[Dataset entries]

--------

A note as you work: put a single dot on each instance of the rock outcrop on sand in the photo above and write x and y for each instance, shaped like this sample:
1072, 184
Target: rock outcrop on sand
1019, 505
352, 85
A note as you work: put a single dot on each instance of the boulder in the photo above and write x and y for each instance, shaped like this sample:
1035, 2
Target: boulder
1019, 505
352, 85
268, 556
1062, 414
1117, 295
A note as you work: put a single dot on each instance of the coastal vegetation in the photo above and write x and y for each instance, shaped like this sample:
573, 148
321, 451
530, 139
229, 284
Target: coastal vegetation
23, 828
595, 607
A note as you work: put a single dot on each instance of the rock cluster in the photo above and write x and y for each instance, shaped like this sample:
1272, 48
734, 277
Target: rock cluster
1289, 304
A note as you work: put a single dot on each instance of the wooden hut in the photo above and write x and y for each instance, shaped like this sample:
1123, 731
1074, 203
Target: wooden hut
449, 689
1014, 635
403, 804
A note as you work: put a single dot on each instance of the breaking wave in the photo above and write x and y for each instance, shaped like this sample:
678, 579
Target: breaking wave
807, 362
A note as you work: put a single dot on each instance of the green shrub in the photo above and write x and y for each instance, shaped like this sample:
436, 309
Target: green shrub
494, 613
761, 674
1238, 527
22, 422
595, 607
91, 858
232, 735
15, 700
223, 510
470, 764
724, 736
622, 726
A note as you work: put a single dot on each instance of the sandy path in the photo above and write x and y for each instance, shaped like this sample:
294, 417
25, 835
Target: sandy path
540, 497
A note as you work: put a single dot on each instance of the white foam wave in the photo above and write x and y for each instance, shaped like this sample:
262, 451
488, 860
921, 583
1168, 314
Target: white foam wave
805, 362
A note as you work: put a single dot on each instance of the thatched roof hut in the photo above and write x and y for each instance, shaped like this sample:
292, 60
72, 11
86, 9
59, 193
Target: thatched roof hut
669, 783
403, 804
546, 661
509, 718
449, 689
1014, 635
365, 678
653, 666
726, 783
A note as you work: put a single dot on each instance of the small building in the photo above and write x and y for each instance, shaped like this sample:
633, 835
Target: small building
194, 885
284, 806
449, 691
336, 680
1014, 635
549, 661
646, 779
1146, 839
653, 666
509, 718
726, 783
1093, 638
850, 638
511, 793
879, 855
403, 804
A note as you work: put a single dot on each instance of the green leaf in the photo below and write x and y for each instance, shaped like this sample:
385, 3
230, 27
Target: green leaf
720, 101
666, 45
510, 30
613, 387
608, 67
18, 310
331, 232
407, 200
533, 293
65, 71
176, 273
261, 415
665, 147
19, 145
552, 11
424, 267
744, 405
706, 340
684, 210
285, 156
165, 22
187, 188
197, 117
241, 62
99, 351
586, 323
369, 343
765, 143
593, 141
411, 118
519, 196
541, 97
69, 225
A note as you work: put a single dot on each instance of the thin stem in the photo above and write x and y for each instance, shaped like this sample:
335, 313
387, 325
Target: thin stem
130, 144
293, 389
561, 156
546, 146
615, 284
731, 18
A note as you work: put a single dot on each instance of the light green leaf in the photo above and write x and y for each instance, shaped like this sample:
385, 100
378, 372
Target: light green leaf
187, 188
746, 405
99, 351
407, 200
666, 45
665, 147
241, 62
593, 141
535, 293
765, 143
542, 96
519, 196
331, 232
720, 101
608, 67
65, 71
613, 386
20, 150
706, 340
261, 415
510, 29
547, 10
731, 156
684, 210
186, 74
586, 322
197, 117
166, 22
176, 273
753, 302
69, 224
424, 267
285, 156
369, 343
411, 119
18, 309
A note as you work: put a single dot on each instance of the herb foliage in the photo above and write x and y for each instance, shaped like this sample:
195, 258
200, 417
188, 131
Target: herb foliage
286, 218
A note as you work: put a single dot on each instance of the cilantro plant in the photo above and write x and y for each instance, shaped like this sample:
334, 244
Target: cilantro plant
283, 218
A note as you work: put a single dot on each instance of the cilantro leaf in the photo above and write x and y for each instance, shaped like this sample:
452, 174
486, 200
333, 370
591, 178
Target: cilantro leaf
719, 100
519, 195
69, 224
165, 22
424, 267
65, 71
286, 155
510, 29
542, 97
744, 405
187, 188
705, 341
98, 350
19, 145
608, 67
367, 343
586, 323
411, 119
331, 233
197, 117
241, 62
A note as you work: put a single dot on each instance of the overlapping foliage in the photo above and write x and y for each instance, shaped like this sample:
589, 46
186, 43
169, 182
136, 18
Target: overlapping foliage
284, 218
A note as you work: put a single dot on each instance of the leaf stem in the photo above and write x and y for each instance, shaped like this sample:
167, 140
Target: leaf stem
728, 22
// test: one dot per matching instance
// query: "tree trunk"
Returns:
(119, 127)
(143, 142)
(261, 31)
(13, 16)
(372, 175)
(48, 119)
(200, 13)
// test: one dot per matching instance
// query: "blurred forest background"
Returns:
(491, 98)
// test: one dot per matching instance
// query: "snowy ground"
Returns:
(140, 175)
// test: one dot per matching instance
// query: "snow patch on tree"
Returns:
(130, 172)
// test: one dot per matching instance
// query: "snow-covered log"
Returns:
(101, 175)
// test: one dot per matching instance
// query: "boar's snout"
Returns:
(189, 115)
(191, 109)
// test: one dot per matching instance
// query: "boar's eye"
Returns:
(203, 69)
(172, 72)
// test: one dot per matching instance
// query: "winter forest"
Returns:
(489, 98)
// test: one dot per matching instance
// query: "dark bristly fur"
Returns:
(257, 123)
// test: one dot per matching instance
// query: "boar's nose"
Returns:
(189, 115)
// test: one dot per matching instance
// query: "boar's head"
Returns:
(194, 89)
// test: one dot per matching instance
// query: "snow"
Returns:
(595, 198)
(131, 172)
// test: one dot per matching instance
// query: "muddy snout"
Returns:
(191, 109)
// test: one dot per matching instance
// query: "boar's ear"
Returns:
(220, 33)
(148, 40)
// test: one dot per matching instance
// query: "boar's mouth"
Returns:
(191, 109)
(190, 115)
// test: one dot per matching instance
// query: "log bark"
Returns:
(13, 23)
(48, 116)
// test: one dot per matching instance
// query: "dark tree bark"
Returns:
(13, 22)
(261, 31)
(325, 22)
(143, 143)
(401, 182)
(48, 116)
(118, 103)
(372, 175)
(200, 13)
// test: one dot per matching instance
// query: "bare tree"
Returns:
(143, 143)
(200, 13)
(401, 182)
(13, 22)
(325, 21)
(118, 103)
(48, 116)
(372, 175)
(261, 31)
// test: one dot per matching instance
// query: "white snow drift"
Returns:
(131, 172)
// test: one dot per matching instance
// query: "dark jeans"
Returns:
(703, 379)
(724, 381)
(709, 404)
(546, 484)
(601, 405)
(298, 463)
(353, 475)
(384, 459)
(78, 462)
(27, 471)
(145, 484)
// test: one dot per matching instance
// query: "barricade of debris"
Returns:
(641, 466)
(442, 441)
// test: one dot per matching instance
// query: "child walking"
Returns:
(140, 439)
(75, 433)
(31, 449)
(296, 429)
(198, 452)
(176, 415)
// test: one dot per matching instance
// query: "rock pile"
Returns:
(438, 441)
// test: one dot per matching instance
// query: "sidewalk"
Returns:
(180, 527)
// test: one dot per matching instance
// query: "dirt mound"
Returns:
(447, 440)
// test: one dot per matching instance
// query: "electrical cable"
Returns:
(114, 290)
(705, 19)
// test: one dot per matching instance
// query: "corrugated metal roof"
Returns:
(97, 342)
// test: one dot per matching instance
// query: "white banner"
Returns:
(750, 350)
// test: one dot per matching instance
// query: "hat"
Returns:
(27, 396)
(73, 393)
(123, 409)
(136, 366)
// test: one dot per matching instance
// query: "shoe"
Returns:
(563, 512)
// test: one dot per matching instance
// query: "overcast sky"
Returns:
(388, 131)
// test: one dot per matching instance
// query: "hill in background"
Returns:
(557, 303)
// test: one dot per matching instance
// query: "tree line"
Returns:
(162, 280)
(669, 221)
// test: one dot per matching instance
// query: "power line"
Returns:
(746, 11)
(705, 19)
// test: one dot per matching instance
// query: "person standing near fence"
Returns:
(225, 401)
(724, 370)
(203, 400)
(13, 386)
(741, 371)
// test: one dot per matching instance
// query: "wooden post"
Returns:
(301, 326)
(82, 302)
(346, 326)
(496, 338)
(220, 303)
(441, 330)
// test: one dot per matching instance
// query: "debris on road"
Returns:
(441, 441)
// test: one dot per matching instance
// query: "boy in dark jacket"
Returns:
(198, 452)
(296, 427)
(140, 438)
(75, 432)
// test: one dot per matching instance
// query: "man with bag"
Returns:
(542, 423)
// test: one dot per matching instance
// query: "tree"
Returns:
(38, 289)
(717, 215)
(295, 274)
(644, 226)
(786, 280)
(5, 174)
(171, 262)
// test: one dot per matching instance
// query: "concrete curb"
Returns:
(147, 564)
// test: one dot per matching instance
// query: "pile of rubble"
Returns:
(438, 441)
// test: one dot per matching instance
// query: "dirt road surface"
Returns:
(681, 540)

--------

- Exercise description: Across the data, find each line that has "road" in it and copy that line.

- Result:
// query: "debris on road"
// query: "dirt road surface"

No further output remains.